— Start Recorded information —

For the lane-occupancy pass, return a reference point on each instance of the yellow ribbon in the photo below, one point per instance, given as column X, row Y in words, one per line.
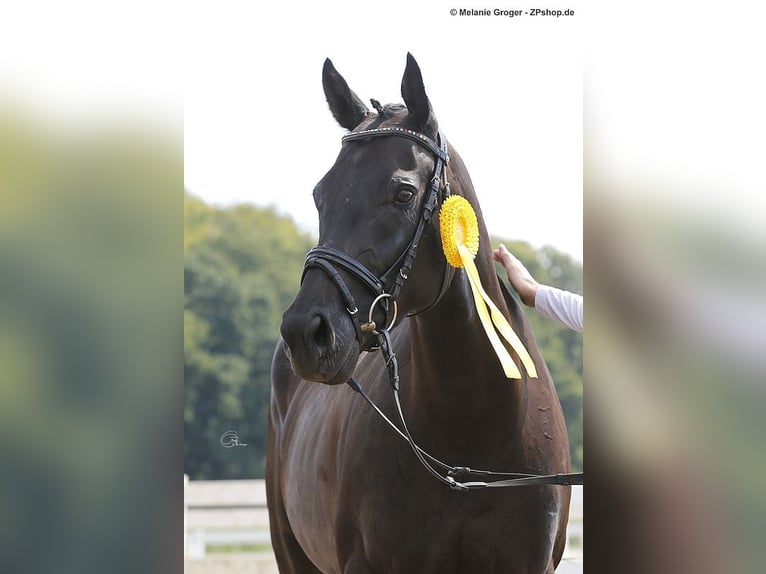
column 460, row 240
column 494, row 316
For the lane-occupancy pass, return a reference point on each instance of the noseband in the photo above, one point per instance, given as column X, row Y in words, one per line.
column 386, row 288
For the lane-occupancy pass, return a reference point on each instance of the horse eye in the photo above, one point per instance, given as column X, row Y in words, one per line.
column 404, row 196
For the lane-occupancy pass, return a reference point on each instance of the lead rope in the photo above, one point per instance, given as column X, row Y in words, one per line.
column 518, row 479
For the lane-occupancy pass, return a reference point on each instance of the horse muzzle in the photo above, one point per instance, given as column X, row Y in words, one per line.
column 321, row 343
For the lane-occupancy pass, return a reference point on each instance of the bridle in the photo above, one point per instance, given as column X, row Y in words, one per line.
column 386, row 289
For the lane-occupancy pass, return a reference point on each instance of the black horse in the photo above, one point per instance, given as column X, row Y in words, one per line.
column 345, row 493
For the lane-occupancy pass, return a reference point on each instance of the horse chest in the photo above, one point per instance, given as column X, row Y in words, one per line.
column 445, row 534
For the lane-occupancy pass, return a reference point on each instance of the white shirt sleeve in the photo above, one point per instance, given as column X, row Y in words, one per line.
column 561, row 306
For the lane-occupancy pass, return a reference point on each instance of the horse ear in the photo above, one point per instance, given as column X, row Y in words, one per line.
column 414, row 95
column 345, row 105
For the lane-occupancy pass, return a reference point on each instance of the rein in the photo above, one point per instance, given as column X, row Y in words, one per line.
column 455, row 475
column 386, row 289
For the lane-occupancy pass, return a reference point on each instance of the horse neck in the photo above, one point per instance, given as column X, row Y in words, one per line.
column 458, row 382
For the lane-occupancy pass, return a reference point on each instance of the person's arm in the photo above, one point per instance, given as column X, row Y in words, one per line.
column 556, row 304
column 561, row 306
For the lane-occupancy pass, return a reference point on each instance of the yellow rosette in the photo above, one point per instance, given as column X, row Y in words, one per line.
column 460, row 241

— End Recorded information —
— Start Recorded information —

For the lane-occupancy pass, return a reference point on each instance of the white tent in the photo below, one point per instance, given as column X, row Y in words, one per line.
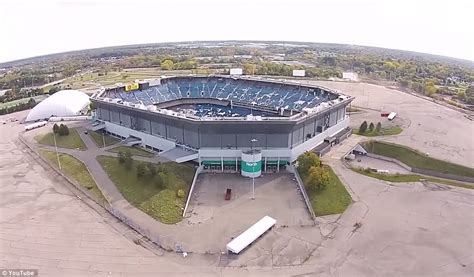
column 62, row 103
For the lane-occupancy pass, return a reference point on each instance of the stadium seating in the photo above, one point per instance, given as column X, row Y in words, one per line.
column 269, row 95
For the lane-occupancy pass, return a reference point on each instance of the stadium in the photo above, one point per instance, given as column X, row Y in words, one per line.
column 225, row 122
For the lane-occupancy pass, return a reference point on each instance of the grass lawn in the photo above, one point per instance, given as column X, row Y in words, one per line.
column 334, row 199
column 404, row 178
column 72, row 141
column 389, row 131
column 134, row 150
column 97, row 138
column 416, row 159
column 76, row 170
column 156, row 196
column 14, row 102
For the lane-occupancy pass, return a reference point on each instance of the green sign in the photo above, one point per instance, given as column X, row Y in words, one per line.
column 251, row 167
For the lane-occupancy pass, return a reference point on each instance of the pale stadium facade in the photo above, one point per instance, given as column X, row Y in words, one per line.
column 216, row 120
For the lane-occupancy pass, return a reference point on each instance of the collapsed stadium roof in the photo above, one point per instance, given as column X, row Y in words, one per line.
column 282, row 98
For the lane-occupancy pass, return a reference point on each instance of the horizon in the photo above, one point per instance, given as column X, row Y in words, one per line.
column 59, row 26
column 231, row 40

— End Recorded information —

*Stated task*: Can you reproduce, unchanged, the lines from the one containing "the stadium in" through the one containing "column 225, row 122", including both of those lines?

*Task response*:
For the lane-occupancy pass, return a reference point on each instance of the stadium in the photo above, one point per instance, given as column X, row Y in words, one per line.
column 225, row 122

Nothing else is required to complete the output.